### About this exercise
Copy the records exactly. Include every line.

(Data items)
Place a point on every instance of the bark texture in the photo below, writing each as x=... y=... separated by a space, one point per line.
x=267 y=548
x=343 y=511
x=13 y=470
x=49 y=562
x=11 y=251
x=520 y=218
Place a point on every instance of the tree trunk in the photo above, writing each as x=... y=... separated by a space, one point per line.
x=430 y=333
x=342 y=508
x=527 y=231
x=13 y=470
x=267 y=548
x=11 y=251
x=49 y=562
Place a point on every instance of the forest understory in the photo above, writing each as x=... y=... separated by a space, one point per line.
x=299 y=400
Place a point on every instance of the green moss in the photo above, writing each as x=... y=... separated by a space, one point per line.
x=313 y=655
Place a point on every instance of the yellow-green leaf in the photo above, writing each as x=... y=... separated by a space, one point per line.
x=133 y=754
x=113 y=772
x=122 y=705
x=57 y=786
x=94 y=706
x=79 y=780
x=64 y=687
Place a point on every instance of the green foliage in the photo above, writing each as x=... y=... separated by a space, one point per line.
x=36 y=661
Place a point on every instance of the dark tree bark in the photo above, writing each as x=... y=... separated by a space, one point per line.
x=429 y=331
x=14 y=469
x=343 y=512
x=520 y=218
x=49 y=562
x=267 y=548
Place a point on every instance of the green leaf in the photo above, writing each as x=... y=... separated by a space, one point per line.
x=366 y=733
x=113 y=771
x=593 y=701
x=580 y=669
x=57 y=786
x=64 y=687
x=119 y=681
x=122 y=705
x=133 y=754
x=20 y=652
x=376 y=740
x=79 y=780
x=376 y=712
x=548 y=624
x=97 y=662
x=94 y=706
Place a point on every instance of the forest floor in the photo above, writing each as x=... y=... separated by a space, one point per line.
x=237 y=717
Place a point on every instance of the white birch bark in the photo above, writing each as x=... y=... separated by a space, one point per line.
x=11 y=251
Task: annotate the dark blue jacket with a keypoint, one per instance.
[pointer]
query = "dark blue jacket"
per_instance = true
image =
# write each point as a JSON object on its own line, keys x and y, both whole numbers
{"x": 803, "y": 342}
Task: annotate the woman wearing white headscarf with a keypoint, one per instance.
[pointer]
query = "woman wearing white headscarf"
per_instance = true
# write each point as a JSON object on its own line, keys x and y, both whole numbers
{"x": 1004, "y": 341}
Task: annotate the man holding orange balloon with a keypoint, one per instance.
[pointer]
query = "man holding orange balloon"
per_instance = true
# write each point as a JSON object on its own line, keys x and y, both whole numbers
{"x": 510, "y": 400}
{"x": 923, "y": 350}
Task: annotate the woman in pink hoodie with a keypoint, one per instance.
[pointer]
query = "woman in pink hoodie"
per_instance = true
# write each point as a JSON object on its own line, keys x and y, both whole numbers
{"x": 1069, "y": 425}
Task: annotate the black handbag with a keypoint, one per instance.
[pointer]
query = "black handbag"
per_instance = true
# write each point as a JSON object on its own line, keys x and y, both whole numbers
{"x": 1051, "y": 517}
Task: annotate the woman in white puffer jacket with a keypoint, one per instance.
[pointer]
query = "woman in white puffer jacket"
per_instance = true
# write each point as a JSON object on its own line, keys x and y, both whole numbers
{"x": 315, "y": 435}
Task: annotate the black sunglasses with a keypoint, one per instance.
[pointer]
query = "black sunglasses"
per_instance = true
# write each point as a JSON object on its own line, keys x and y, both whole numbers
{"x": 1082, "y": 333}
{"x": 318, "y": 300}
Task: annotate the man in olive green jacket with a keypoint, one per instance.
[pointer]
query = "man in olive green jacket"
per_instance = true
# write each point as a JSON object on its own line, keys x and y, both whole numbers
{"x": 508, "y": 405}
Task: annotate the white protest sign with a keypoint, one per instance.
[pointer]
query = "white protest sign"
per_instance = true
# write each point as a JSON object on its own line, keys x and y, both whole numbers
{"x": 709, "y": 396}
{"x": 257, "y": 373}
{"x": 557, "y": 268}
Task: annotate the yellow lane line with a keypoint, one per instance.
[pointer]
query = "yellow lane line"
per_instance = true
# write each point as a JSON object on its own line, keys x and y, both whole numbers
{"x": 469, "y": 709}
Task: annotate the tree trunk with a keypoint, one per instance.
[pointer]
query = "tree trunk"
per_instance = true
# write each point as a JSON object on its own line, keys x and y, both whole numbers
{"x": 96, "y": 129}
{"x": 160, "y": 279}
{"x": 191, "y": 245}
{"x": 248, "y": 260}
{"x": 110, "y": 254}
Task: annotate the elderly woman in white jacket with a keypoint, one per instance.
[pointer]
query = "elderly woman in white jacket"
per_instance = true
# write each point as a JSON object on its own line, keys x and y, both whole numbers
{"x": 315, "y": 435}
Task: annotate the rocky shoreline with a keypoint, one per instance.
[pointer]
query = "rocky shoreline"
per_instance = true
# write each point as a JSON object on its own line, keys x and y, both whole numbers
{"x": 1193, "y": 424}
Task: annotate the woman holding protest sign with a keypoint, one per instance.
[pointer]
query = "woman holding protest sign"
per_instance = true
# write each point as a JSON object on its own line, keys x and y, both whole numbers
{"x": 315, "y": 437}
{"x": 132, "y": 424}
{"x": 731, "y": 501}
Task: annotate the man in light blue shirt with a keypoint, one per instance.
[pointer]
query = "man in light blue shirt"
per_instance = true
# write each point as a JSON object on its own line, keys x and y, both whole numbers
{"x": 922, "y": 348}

### Solution
Place a point on every instance of the bark texture in the photo below, writing each as x=... y=... separated by a space, one point per line.
x=267 y=548
x=343 y=511
x=13 y=470
x=49 y=562
x=11 y=251
x=520 y=218
Place a point on every instance of the tree trunk in the photo above, writing each as x=... y=... separated by a space, one point per line.
x=430 y=333
x=342 y=508
x=527 y=231
x=13 y=470
x=267 y=548
x=11 y=251
x=49 y=562
Place a point on every instance of the forest understory in the photo above, writing each as x=... y=... separated by a space, one point per line.
x=299 y=400
Place a point on every instance of the green moss in the photo above, writing each as x=... y=... separated by a space, one point per line.
x=313 y=655
Place a point on every instance of the yellow-green leaf in the photo above, writing each as x=... y=... separated by a space, one point per line.
x=133 y=754
x=113 y=772
x=122 y=705
x=57 y=786
x=94 y=706
x=79 y=780
x=64 y=687
Place a point on every instance of the green foliage in the photo above, writing each as x=... y=... separated by a space, one point per line.
x=36 y=661
Place a point on every instance of the dark tree bark in the photo above, writing each as x=... y=... separated by a space, one point per line.
x=429 y=331
x=14 y=469
x=343 y=512
x=520 y=218
x=49 y=562
x=267 y=548
Place a point on every instance of the green leaf in the photo above, writing each as x=... y=... separated by a space, one point per line.
x=366 y=733
x=113 y=771
x=593 y=701
x=580 y=669
x=57 y=786
x=64 y=687
x=119 y=681
x=122 y=705
x=133 y=754
x=20 y=652
x=376 y=740
x=79 y=780
x=376 y=712
x=548 y=624
x=97 y=662
x=94 y=706
Place a point on every instance of the forest floor in the photo above, writing each as x=... y=... separated by a space, one point per line.
x=237 y=717
Place a point on every instance of the white birch bark in the photo above, writing each as x=... y=... separated by a space, one point per line.
x=11 y=251
Task: annotate the dark blue jacket with a keypoint, one per instance.
[pointer]
query = "dark blue jacket"
per_instance = true
image =
# write each point as a JSON object on its own line, keys x and y, both whole numbers
{"x": 803, "y": 342}
Task: annotate the woman wearing white headscarf with a keypoint, one per instance.
[pointer]
query = "woman wearing white headscarf"
per_instance = true
# write each point as a JSON object on its own line, keys x and y, both whole numbers
{"x": 1004, "y": 341}
Task: annotate the man holding orange balloon with a keypoint, one per instance.
[pointer]
query = "man holding orange balloon"
per_instance = true
# write each point as a JSON object on its own line, keys x and y, both whole numbers
{"x": 510, "y": 400}
{"x": 923, "y": 350}
Task: annotate the woman in pink hoodie with a keypoint, one per instance.
[pointer]
query = "woman in pink hoodie"
per_instance = true
# write each point as a JSON object on its own line, keys x and y, both whole numbers
{"x": 1069, "y": 425}
Task: annotate the black handbag with a keypoint, one per instance.
[pointer]
query = "black handbag"
per_instance = true
# write each point as a JSON object on its own line, keys x and y, both whole numbers
{"x": 1051, "y": 517}
Task: annotate the woman in white puffer jacket with a keypoint, one per instance.
[pointer]
query = "woman in white puffer jacket"
per_instance = true
# write each point as a JSON object on its own line, keys x and y, both whole numbers
{"x": 315, "y": 435}
Task: annotate the black sunglasses with a keypoint, one per instance.
[pointer]
query = "black sunglasses"
per_instance = true
# write each point as a JSON object on its own line, keys x and y, both whole numbers
{"x": 1082, "y": 333}
{"x": 318, "y": 300}
Task: annotate the man in olive green jacket with a keypoint, one per instance.
[pointer]
query = "man in olive green jacket"
per_instance = true
# write each point as a JSON object on its own line, keys x and y, both whole numbers
{"x": 508, "y": 405}
Task: annotate the white protest sign with a keypoint, one per instance.
[pointer]
query = "white protest sign"
per_instance = true
# write each point as a JSON object on its own line, keys x and y, both whole numbers
{"x": 709, "y": 396}
{"x": 257, "y": 373}
{"x": 557, "y": 268}
Task: annotate the yellow lane line with a keypoint, one per instance.
[pointer]
query = "yellow lane line"
per_instance = true
# write each point as a JSON object on its own line, keys x and y, both whole numbers
{"x": 469, "y": 709}
Task: annotate the tree trunk with a keypoint, one per instance.
[pointer]
query = "tree trunk"
per_instance = true
# write each point as a JSON object on its own line, keys x and y, both whole numbers
{"x": 96, "y": 129}
{"x": 160, "y": 279}
{"x": 191, "y": 245}
{"x": 248, "y": 260}
{"x": 110, "y": 254}
Task: annotate the elderly woman in white jacket with a keypoint, one per instance.
[pointer]
query = "elderly woman in white jacket"
per_instance = true
# write each point as a JSON object on its own line, keys x and y, both whole numbers
{"x": 315, "y": 435}
Task: annotate the rocky shoreline with a keypoint, one per instance.
[pointer]
query = "rocky shoreline"
per_instance = true
# write each point as a JSON object on its own line, keys x and y, both whole numbers
{"x": 1193, "y": 424}
Task: annotate the woman holding protest sign with a keypoint, one per instance.
[pointer]
query = "woman holding protest sign"
per_instance = true
# write each point as a JSON object on its own line, keys x and y, both whole numbers
{"x": 315, "y": 437}
{"x": 132, "y": 424}
{"x": 731, "y": 501}
Task: annotate the man in light blue shirt with a keypoint, one per instance.
[pointer]
query = "man in light blue shirt"
per_instance = true
# write each point as a JSON object on its own line, keys x and y, both whole numbers
{"x": 922, "y": 348}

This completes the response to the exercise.